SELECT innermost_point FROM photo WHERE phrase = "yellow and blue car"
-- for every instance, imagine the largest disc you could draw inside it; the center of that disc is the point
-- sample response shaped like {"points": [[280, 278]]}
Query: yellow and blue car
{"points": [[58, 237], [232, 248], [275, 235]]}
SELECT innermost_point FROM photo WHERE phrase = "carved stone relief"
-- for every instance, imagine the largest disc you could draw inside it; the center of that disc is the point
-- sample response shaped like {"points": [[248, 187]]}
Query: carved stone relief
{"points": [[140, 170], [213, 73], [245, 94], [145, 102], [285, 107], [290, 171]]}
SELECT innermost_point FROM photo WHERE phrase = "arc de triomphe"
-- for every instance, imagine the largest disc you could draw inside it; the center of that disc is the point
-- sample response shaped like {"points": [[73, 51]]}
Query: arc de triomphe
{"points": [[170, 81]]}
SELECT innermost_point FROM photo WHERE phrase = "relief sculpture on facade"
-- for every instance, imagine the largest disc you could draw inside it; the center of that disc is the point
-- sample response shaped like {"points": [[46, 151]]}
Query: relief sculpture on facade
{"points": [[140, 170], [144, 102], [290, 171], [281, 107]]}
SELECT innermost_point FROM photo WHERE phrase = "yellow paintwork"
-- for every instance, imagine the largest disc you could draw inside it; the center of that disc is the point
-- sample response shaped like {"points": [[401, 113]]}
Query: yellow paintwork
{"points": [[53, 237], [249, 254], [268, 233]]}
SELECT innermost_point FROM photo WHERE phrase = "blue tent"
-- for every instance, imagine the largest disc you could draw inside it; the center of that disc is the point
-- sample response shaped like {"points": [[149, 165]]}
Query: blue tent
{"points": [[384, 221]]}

---

# Required work
Extract each entry in full and write it down exactly.

# Task answer
SELECT innermost_point FROM photo WHERE phrase = "yellow and blue car"
-- for every instance, imagine the largest disc you could draw inside it; the center of that disc is the point
-- sample response shaped like {"points": [[280, 278]]}
Query: yellow and blue car
{"points": [[58, 237], [232, 248], [275, 235]]}
SELECT innermost_point FROM photo WHERE phrase = "carved stone relief"
-- for every instance, imagine the largest disc you could draw inside it; the center of that disc is the point
-- sample response shaped like {"points": [[248, 187]]}
Query: carved stone relief
{"points": [[140, 170], [213, 73], [245, 94], [145, 102], [285, 107], [290, 171]]}
SELECT innermost_point FROM photo WHERE phrase = "arc de triomphe"
-- for every instance, imagine the largest disc you could draw inside it; the center of that disc is the point
-- sample response shaped like {"points": [[73, 51]]}
Query: arc de triomphe
{"points": [[170, 81]]}
SELECT innermost_point FROM photo WHERE phrase = "relief sculpture on facade"
-- for every instance, imagine the largest disc you could draw inside it; the center of that disc is the point
-- sample response shaped like {"points": [[46, 151]]}
Query: relief sculpture on facade
{"points": [[140, 170], [144, 102], [290, 171], [281, 107]]}
SELECT innermost_point FROM photo WHERE phrase = "yellow paintwork"
-- for every instance, imagine the largest disc you could draw inside it; the center of that disc is the point
-- sample response shaped like {"points": [[401, 113]]}
Query: yellow paintwork
{"points": [[53, 237], [249, 254], [268, 233]]}
SELECT innermost_point FROM photo WHERE phrase = "blue tent"
-- for every instance, imagine the largest disc you could draw inside it; the center of that disc is the point
-- sample response shaped like {"points": [[149, 165]]}
Query: blue tent
{"points": [[384, 221]]}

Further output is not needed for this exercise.